_Dataset records:_
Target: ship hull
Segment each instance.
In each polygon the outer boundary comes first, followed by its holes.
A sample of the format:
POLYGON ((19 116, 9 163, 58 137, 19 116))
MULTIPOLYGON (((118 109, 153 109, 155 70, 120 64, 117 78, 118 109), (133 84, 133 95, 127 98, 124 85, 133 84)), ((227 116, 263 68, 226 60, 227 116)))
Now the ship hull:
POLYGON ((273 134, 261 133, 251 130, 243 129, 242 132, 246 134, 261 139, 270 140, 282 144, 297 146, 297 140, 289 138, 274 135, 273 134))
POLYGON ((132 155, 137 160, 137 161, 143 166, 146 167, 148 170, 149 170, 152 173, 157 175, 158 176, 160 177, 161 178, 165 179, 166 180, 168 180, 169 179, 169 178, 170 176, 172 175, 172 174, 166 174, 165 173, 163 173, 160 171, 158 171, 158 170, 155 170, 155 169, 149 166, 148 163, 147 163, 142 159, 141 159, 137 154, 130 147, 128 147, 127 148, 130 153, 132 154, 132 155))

* * *

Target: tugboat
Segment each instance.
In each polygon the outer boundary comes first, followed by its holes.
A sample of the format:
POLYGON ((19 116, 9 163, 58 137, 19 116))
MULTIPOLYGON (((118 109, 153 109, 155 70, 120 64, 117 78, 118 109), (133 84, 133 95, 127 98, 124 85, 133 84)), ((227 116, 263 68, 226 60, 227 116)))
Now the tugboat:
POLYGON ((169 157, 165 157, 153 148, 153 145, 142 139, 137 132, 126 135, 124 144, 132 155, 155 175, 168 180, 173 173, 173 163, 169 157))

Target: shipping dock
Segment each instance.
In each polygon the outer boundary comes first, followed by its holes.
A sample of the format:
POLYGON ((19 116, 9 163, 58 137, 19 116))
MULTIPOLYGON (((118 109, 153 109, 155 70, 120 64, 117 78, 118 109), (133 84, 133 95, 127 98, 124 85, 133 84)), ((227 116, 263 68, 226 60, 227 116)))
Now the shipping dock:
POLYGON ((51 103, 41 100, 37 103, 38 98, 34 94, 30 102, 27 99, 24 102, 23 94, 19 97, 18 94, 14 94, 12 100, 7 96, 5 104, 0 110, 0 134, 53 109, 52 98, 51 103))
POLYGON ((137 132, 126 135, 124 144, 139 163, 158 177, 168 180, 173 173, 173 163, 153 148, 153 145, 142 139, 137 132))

_What the task requires:_ Copy out the items character for character, from the line with "Target: ship hull" to the line with "POLYGON ((132 155, 137", both of those lines included.

_Expected answer:_
Target: ship hull
Segment each instance.
In each polygon the outer boundary comes first, followed by its holes.
A sample of the format:
POLYGON ((19 116, 9 163, 58 137, 19 116))
MULTIPOLYGON (((118 109, 153 109, 155 70, 120 64, 117 78, 118 109), (133 84, 133 95, 127 98, 124 85, 133 84)), ((227 116, 263 68, 226 60, 227 116)))
Now the ship hull:
POLYGON ((273 134, 261 133, 251 130, 243 129, 242 132, 246 134, 261 139, 270 140, 282 144, 297 146, 297 140, 289 138, 274 135, 273 134))
POLYGON ((132 155, 137 160, 137 161, 143 166, 146 167, 148 170, 149 170, 152 173, 157 175, 158 176, 160 177, 161 178, 165 179, 166 180, 168 180, 169 179, 169 178, 170 176, 172 175, 172 174, 166 174, 165 173, 163 173, 160 171, 158 171, 158 170, 155 170, 155 169, 149 166, 148 163, 147 163, 142 159, 141 159, 137 154, 130 147, 128 147, 127 148, 130 153, 132 154, 132 155))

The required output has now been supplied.